§ **Trecho selecionado**:
☆ ☆ ☆ ☆ ☆ ☆ ☆
José Ribamar Bessa Freire
08/01/2012 - Diário do Amazonas
Quem é que morreu em Cuipiranga? Foi algum cuipiranguense ilustre? Por que o cemitério dessa modesta comunidade ribeirinha está lotado com tanta gente nesta manhã de domingo, 8 de janeiro de 2012? Eram previstas 250 a 300 pessoas que sairiam às 8h00 caminhando pelo trapiche. Quantas vieram? Quem são elas? Por que desfilam, tão compenetradas, entre covas, tumbas e jazigos? Onde vão depositar as coroas de flores que carregam? De quem é, afinal, o velório? Qual o objetivo dessa romaria fúnebre? Aliás, pra começo de conversa, alguém aí, por favor, sabe me informar onde é mesmo que fica Cuipiranga?
A última pergunta pode ser esclarecida imediatamente. Cuipiranga tem um lugar reservado no mapa paisagístico, histórico e afetivo do Pará. Geograficamente, está situada numa língua de terra entre os rios Tapajós e Amazonas, quase em frente à Santarém. As questões sobre cemitério, morte e velório, porém, só podem ser respondidas se soubermos quem são os integrantes da romaria e o que fizeram juntos, ali, nos dias anteriores à visita ao cemitério.
☆ ☆ ☆ ☆ ☆ ☆ ☆
§ **Registros fornecidos**:

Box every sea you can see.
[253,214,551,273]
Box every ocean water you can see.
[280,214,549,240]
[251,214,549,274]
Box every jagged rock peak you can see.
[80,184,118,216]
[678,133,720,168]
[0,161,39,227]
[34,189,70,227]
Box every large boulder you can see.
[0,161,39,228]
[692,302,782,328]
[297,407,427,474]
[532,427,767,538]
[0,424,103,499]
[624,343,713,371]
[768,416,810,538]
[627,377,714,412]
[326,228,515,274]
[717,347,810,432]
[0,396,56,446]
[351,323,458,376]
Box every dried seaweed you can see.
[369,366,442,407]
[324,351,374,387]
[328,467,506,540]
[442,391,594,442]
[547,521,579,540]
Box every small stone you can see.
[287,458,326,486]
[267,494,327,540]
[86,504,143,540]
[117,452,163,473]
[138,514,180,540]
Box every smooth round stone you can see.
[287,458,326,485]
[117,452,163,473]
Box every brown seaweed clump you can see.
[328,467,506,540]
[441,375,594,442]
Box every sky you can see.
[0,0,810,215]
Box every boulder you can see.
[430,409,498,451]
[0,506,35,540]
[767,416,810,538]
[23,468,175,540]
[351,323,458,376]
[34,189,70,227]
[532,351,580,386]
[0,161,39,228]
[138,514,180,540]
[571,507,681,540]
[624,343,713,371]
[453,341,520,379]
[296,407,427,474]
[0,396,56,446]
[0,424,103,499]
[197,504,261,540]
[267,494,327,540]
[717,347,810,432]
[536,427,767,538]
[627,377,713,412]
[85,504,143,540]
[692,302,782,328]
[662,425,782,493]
☆ ☆ ☆ ☆ ☆ ☆ ☆
§ **O que se pede**:
(a) Escreva novamente o texto sobre Cuipiranga na íntegra, sem alterar nada.
(b) Devolva sem alterações as linhas dos registros, começando pela linha que contém "Box every sky you can see." e seguindo até o fim dos registros, incluindo tanto essa primeira linha quanto a última.
O texto e os registros não têm nenhuma relação entre si.

§ **Soluções completas**:
(a)
José Ribamar Bessa Freire
08/01/2012 - Diário do Amazonas
Quem é que morreu em Cuipiranga? Foi algum cuipiranguense ilustre? Por que o cemitério dessa modesta comunidade ribeirinha está lotado com tanta gente nesta manhã de domingo, 8 de janeiro de 2012? Eram previstas 250 a 300 pessoas que sairiam às 8h00 caminhando pelo trapiche. Quantas vieram? Quem são elas? Por que desfilam, tão compenetradas, entre covas, tumbas e jazigos? Onde vão depositar as coroas de flores que carregam? De quem é, afinal, o velório? Qual o objetivo dessa romaria fúnebre? Aliás, pra começo de conversa, alguém aí, por favor, sabe me informar onde é mesmo que fica Cuipiranga?
A última pergunta pode ser esclarecida imediatamente. Cuipiranga tem um lugar reservado no mapa paisagístico, histórico e afetivo do Pará. Geograficamente, está situada numa língua de terra entre os rios Tapajós e Amazonas, quase em frente à Santarém. As questões sobre cemitério, morte e velório, porém, só podem ser respondidas se soubermos quem são os integrantes da romaria e o que fizeram juntos, ali, nos dias anteriores à visita ao cemitério.

(b)
Box every sky you can see.
[0,0,810,215]
Box every boulder you can see.
[430,409,498,451]
[0,506,35,540]
[767,416,810,538]
[23,468,175,540]
[351,323,458,376]
[34,189,70,227]
[532,351,580,386]
[0,161,39,228]
[138,514,180,540]
[571,507,681,540]
[624,343,713,371]
[453,341,520,379]
[296,407,427,474]
[0,396,56,446]
[0,424,103,499]
[197,504,261,540]
[267,494,327,540]
[717,347,810,432]
[536,427,767,538]
[627,377,713,412]
[85,504,143,540]
[692,302,782,328]
[662,425,782,493]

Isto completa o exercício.